[Part of a data file]
- - - - - - -

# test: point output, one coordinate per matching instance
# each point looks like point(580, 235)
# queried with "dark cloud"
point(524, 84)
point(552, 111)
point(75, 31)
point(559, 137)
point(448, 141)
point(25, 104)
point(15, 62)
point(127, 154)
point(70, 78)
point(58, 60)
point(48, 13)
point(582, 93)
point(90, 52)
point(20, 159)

- - - - - - -

Copy every line of the listing above, leaving each one exactly as it is.

[SOLUTION FOR THIS EXERCISE]
# test: point output, one coordinate per matching instance
# each point looks like point(580, 235)
# queried with "dark cloud"
point(524, 84)
point(552, 111)
point(75, 31)
point(559, 137)
point(448, 141)
point(25, 104)
point(15, 62)
point(127, 154)
point(70, 78)
point(58, 60)
point(48, 13)
point(582, 93)
point(90, 52)
point(20, 159)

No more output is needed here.